* [Selected text]
----

A recent visit to the Lucy Bensley Center in Springville had me thinking about a unique bust that is on one of the book cases there.  It’s not of anyone internationally renowned, like the other one they have of Ben Franklin.  This bust is of David Cochran, the son of Samuel Cochran.  Why is there a bust of Mr. Cochran?

After he left Springville, he pursued an educational career first at Fredonia Normal School and then at Albany Normal School.  It was there he ended up in administration and became the school’s president.  A few years later, he took the position of President of Brooklyn Polytechnic Institute, which today is known as NYU. It is always nice to have a Springville connection in something prominent as the president of NYU.

At one point, Springville was going to be the premier spot for higher education, internationally. With college starting in a few weeks for many, it is interesting that at one point Springville was chosen as the spot for World University by the International Institute Foundation. It was announced in September 1963 that 2,000 acres were going to be purchased and developed into World University right here in the Town of Concord.

----

* [Tasks to complete]
1/ Answer these questions from the Springville article, one answer per line, each marked with its letter:
(a) Whom does the bust on the book case depict?
(b) At which two normal schools did he pursue his educational career?
(c) How many acres were to be purchased for World University, and when was this announced?
2/ Print every line of the entries word for word, from first to last, but leave out the pictures.
The Springville article and the entries come from separate, unrelated sources.

----

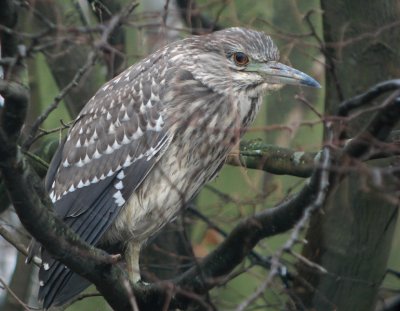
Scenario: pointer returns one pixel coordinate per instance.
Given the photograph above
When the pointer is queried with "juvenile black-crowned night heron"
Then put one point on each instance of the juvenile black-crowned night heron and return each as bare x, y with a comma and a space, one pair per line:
151, 138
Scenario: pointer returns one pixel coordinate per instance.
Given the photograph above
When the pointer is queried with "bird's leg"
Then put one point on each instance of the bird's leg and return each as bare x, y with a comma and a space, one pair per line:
132, 253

----

* [Results by task]
1/
(a) David Cochran, the son of Samuel Cochran
(b) Fredonia Normal School and Albany Normal School
(c) 2,000 acres, announced in September 1963

2/
Scenario: pointer returns one pixel coordinate per instance.
Given the photograph above
When the pointer is queried with "juvenile black-crowned night heron"
Then put one point on each instance of the juvenile black-crowned night heron and return each as bare x, y with a comma and a space, one pair per line:
151, 138
Scenario: pointer returns one pixel coordinate per instance.
Given the photograph above
When the pointer is queried with "bird's leg"
Then put one point on each instance of the bird's leg and return each as bare x, y with a comma and a space, one pair per line:
132, 253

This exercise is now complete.